Exercise aim
In the text on San Francisco's SFpark pilot, how often will meter prices change, and by how much each time?

Text to read
+ + + + + + +
Lynne Kiesling
In all of the discussion this week of Tyler’s NYT column on pricing and constructing lot parking, an innovation in pricing street parking has been overlooked. Under a new pilot project in San Francisco called SFpark, street parking will now be priced using dynamic pricing. According to SFpark’s description,
To help achieve the right level of parking availability, SFpark will periodically adjust meter pricing up and down to match demand. Demand-responsive pricing encourages drivers to park in underused areas and garages, reducing demand in overused areas. With SFpark, real-time data and demand-responsive pricing work together to readjust parking patterns in the City so that parking is easier to find.
The prices will not vary dramatically; as this Wired post notes,
The prices won’t fluctuate wildly during the course of a day. The changes will be slow and self-leveling: the prices will change once a month or less, and then only by 50-cents at a time.
+ + + + + + +
Excerpts of location labeling data:
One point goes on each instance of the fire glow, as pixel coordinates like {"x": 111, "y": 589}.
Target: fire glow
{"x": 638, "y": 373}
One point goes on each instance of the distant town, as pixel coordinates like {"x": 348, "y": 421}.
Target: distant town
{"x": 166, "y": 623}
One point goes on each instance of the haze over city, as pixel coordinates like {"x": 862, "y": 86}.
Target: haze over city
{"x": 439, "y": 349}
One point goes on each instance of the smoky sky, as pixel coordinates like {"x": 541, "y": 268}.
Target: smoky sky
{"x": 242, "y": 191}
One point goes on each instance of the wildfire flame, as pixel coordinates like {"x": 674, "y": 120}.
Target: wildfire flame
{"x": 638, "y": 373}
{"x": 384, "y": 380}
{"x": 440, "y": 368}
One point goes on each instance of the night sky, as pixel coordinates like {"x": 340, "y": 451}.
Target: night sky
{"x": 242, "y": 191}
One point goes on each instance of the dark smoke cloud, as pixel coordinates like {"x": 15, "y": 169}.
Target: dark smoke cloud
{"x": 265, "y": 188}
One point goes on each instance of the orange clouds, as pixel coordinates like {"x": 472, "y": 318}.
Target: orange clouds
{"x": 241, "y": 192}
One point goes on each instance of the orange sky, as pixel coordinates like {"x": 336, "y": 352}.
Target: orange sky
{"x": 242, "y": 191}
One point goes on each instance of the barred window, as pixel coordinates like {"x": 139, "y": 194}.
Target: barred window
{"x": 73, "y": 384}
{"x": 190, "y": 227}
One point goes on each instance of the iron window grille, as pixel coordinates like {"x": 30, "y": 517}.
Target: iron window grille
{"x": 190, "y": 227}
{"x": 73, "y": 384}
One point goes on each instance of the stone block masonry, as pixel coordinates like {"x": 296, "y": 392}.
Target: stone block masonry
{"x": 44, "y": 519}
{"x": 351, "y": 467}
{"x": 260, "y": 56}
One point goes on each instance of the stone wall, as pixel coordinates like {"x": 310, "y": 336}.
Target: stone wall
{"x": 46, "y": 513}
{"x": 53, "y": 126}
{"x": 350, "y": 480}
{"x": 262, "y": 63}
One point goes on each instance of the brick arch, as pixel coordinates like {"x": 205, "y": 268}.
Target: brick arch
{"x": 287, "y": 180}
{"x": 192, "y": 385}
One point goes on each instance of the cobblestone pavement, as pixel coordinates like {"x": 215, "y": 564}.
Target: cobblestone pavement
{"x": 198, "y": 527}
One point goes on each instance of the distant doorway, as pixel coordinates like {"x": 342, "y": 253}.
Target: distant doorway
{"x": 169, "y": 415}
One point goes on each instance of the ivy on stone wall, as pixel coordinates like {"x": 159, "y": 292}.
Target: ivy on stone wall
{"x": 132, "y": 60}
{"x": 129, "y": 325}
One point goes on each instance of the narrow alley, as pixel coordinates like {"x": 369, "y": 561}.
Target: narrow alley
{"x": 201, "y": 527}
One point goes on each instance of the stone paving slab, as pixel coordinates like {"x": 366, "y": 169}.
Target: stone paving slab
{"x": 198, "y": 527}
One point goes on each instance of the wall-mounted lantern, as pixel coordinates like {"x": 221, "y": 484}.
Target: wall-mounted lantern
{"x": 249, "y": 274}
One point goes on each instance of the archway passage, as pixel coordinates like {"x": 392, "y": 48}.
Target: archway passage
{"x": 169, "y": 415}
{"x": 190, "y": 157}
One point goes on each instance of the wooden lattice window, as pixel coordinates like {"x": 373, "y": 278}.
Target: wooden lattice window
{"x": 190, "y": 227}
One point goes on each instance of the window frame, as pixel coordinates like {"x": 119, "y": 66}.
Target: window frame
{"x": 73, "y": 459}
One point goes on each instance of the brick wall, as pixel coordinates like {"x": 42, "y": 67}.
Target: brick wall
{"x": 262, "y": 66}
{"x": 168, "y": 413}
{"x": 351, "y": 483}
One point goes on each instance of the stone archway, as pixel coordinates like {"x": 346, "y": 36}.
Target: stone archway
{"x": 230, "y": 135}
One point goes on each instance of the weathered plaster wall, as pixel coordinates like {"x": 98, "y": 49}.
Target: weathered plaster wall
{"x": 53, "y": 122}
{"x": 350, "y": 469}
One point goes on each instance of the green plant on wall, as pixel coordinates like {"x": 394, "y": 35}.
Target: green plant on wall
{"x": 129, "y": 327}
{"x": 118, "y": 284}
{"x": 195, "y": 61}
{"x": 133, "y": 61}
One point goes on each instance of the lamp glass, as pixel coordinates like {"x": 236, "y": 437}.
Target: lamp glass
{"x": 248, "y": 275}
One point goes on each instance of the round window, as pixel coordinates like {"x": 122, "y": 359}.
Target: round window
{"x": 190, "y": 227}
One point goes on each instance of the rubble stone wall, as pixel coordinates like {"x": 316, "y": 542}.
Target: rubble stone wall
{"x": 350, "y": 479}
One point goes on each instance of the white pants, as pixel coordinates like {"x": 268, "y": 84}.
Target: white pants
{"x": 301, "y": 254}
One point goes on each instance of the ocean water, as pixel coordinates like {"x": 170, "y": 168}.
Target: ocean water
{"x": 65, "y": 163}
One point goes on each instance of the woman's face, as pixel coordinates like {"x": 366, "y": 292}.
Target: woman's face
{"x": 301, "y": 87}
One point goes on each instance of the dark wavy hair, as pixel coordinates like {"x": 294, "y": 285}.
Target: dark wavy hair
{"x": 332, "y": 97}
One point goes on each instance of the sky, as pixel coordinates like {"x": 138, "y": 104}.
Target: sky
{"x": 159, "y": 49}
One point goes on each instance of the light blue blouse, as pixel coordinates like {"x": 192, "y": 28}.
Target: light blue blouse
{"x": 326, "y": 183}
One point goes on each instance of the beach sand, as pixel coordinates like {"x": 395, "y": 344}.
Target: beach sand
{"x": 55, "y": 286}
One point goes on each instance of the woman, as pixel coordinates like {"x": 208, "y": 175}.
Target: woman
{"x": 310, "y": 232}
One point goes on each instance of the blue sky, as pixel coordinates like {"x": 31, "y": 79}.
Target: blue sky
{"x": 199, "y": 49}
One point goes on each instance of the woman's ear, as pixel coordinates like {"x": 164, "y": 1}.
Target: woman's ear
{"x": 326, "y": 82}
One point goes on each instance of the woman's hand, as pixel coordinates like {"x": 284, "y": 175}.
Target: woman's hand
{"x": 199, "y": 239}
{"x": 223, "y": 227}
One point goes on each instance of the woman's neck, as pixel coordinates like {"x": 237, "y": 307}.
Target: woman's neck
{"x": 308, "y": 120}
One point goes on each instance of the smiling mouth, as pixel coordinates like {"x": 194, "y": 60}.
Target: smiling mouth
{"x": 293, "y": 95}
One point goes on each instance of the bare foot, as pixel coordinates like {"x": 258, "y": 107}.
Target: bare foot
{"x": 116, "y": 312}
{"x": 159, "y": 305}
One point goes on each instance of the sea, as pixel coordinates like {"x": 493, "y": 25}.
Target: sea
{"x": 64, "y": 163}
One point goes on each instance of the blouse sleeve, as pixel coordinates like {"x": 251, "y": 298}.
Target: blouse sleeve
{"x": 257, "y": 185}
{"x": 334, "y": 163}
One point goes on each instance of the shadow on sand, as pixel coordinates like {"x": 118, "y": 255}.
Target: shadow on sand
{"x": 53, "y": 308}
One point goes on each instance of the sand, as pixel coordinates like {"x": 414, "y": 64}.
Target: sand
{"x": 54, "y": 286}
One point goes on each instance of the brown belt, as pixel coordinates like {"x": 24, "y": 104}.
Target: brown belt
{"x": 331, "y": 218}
+ + + + + + +
Output below
Once a month or less, and only by 50 cents at a time.